Can you reproduce the lines starting with the one containing "in light blue" and going on through the one containing "[652, 125, 759, 324]", replacing "navy blazer" with "dark blue blazer" and leaving everything else unchanged?

[Records on locating named things]
___
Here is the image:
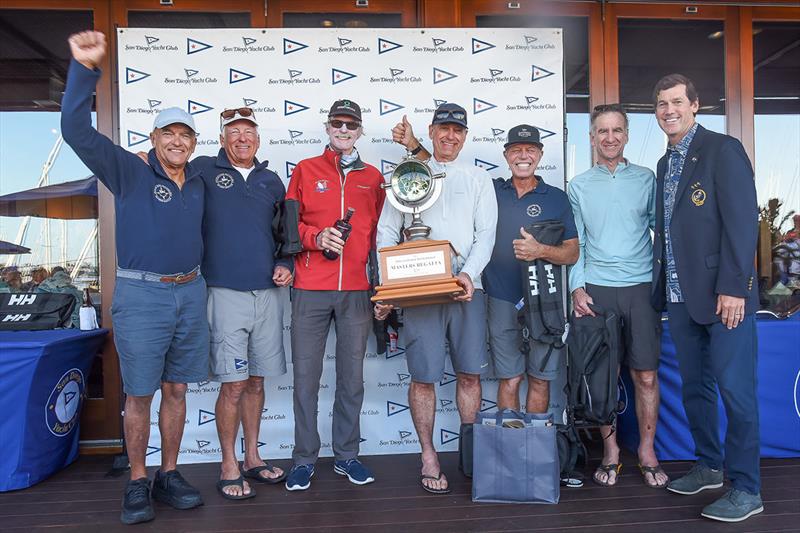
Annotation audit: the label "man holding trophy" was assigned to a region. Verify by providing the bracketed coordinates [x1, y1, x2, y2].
[375, 103, 497, 494]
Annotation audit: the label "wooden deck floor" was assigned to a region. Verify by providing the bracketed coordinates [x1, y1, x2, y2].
[0, 444, 800, 533]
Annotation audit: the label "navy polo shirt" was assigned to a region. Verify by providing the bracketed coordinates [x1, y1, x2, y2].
[197, 149, 291, 291]
[483, 176, 578, 303]
[61, 59, 204, 274]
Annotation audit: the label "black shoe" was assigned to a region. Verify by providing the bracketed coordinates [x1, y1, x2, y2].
[119, 477, 156, 524]
[153, 470, 203, 509]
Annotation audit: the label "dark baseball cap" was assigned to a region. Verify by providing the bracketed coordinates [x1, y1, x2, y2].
[503, 124, 544, 150]
[328, 100, 361, 122]
[431, 102, 467, 128]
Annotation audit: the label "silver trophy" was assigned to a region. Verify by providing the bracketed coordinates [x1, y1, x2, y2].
[383, 154, 445, 241]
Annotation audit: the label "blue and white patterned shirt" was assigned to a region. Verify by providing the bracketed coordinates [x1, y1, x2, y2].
[664, 122, 697, 303]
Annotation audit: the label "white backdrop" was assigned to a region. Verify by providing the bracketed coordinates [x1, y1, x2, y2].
[117, 28, 564, 464]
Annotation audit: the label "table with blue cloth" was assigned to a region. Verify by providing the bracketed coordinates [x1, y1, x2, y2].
[0, 329, 108, 491]
[618, 313, 800, 461]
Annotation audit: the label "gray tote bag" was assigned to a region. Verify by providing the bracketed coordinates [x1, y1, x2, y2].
[472, 409, 560, 503]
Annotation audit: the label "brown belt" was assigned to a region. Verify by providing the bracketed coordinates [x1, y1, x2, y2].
[159, 270, 197, 285]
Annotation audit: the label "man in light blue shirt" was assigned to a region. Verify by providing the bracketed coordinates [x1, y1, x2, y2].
[568, 104, 669, 488]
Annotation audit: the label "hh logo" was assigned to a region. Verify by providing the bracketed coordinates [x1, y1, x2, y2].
[0, 313, 31, 322]
[8, 294, 36, 305]
[528, 263, 556, 296]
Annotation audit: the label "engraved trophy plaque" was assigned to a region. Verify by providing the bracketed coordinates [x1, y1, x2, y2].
[372, 156, 464, 307]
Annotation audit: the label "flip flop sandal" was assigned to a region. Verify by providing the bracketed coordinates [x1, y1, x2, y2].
[217, 476, 256, 500]
[419, 472, 451, 494]
[592, 463, 622, 487]
[242, 463, 287, 485]
[639, 465, 669, 489]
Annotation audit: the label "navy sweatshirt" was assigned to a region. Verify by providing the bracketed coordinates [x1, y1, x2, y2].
[61, 59, 204, 274]
[198, 148, 291, 291]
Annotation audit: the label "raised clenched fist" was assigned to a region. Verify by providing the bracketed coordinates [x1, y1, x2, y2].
[69, 31, 107, 69]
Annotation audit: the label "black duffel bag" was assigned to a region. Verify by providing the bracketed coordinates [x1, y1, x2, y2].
[0, 292, 77, 331]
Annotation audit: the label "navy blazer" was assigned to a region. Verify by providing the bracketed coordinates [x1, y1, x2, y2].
[652, 125, 759, 324]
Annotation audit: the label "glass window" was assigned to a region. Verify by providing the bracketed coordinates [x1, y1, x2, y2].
[618, 18, 725, 169]
[475, 15, 592, 181]
[753, 21, 800, 313]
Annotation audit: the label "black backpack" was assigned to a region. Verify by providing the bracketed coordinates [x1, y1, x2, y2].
[0, 292, 78, 331]
[567, 305, 622, 426]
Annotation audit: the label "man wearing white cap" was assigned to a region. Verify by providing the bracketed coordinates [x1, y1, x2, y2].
[61, 31, 208, 524]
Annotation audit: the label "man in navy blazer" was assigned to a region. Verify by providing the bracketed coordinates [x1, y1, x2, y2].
[652, 74, 764, 522]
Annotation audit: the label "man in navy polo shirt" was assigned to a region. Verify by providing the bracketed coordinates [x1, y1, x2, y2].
[61, 31, 208, 524]
[483, 124, 578, 413]
[192, 107, 292, 500]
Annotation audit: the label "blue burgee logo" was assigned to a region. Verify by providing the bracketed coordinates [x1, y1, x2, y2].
[433, 67, 458, 84]
[128, 130, 150, 148]
[197, 409, 217, 426]
[475, 157, 497, 172]
[378, 37, 403, 54]
[531, 65, 555, 81]
[186, 100, 214, 115]
[186, 37, 214, 54]
[283, 37, 308, 55]
[439, 429, 459, 444]
[331, 68, 357, 85]
[439, 372, 456, 387]
[381, 159, 397, 176]
[228, 68, 255, 83]
[125, 67, 150, 83]
[472, 98, 497, 115]
[380, 98, 405, 115]
[386, 400, 408, 416]
[472, 37, 495, 54]
[283, 100, 308, 116]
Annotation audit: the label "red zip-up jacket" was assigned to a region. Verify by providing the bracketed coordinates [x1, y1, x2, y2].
[286, 147, 386, 291]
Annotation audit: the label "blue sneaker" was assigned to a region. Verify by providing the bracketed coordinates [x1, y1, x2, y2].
[286, 464, 314, 490]
[333, 459, 375, 485]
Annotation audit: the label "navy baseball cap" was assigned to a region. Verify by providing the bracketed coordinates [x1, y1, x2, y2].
[153, 107, 197, 133]
[503, 124, 544, 150]
[431, 102, 467, 128]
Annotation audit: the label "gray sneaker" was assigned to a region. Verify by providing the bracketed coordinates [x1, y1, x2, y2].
[667, 463, 723, 494]
[700, 489, 764, 522]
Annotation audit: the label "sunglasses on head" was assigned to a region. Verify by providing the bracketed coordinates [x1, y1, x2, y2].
[219, 107, 253, 120]
[436, 111, 467, 120]
[328, 118, 361, 131]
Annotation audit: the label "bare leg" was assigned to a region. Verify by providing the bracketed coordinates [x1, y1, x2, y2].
[525, 375, 550, 413]
[497, 376, 522, 411]
[408, 381, 447, 489]
[124, 394, 153, 479]
[631, 368, 669, 486]
[158, 381, 186, 472]
[456, 372, 481, 427]
[214, 381, 250, 496]
[241, 376, 283, 478]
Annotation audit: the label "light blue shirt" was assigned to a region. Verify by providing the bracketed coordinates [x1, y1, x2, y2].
[568, 160, 656, 291]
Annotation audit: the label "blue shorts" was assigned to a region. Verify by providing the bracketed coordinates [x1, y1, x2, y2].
[111, 275, 209, 396]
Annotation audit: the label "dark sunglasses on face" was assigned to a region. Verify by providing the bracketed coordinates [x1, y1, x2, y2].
[219, 107, 253, 120]
[328, 119, 361, 131]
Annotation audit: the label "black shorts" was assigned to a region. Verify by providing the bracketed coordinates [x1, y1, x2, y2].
[586, 283, 661, 370]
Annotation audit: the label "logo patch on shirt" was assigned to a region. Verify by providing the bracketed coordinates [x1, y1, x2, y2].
[525, 204, 542, 217]
[214, 172, 233, 189]
[153, 183, 172, 203]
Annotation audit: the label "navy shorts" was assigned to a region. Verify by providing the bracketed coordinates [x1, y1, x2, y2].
[111, 275, 209, 396]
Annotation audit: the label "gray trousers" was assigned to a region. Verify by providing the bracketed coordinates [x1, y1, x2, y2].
[292, 289, 372, 464]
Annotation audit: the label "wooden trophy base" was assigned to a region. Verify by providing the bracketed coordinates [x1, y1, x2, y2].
[371, 240, 465, 307]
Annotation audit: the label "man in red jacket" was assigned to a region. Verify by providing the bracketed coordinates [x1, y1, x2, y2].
[286, 100, 385, 490]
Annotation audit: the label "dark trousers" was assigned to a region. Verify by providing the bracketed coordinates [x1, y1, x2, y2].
[667, 304, 761, 494]
[292, 289, 372, 464]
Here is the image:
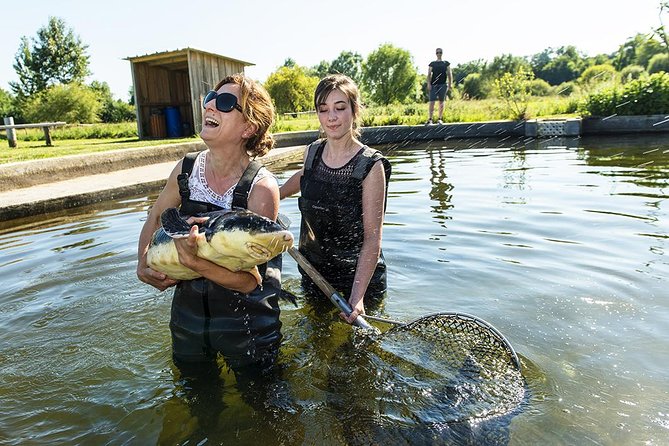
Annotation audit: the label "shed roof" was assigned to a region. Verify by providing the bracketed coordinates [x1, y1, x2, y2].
___
# RESULT BELOW:
Annotation audit: the label "man in light blue shirt" was assigned to a region. Verify by providing the bracketed coordinates [x1, y1, x2, y2].
[568, 104, 669, 488]
Annotation audit: the label "hh logo" was assigned to a region. Verify by providing the bracketed coordinates [x1, y1, x2, y2].
[0, 313, 31, 322]
[8, 294, 36, 305]
[528, 263, 556, 296]
Annotation audit: the label "engraved trophy plaque" was assigned to a region. Verify by providing the bracketed coordinates [x1, y1, x2, y2].
[372, 156, 464, 307]
Annotation audit: the label "flip flop sandal" was assigned to a region. Verify by providing the bracketed coordinates [x1, y1, x2, y2].
[217, 476, 256, 500]
[419, 472, 451, 494]
[592, 463, 622, 487]
[242, 463, 287, 485]
[639, 465, 669, 489]
Annotation audit: the label "navy sweatshirt" was assigned to a region. Verify by providing the bracketed coordinates [x1, y1, x2, y2].
[61, 59, 204, 274]
[198, 148, 291, 291]
Annotation audit: the label "raised clenched fist" was assigned to a region. Verify by providing the bracketed coordinates [x1, y1, x2, y2].
[69, 31, 107, 69]
Annotation audit: the label "black duffel bag" was assigned to a region. Verify by providing the bracketed coordinates [x1, y1, x2, y2].
[0, 292, 77, 331]
Annotation audit: the label "dark blue blazer" was assigned to a region. Verify by providing the bracketed coordinates [x1, y1, x2, y2].
[652, 125, 759, 324]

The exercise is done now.